| Exercise prompt |
Substitute "nonzero winding rule" for "even-odd rule" in the data, starting at the beginning and ending with the line containing "Query: plant stem", and reproduce those lines with nothing else altered.

Boundary labeling items:
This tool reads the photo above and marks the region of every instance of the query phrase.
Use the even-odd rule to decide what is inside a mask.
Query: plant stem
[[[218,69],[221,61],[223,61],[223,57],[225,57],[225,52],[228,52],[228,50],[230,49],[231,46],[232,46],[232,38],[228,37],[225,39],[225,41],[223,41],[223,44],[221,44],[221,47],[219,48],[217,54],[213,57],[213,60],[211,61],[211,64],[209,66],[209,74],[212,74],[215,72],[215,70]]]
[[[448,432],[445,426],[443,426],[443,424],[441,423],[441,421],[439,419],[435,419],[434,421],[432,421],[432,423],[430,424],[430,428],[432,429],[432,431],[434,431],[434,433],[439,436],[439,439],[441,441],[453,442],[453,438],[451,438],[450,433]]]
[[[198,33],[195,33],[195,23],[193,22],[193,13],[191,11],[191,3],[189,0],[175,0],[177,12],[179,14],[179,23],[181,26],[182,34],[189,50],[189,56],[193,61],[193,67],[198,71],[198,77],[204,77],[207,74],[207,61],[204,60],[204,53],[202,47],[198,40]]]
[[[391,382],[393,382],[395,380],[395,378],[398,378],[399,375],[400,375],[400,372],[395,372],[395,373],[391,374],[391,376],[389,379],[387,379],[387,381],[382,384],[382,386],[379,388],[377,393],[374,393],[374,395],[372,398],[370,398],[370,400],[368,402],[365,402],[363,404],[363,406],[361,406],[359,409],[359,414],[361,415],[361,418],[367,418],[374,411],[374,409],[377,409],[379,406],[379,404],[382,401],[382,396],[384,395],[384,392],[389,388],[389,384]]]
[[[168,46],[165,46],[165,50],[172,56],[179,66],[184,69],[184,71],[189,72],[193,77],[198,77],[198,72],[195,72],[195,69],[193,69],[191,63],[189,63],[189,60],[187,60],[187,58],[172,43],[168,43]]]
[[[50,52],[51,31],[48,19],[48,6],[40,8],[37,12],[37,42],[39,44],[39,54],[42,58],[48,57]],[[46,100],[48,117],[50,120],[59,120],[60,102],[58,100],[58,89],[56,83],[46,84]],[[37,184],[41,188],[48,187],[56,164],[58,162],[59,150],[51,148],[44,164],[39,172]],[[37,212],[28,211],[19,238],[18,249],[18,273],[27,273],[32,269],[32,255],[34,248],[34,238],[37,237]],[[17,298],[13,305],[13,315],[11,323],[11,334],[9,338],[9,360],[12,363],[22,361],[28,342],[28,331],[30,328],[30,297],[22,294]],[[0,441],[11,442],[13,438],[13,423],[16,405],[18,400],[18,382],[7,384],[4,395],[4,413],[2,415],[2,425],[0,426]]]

| Answer to the task |
This tool reads the photo above and marks the region of every instance of the query phrase.
Use the nonzero winding rule to decide what is inside a mask.
Query: plant stem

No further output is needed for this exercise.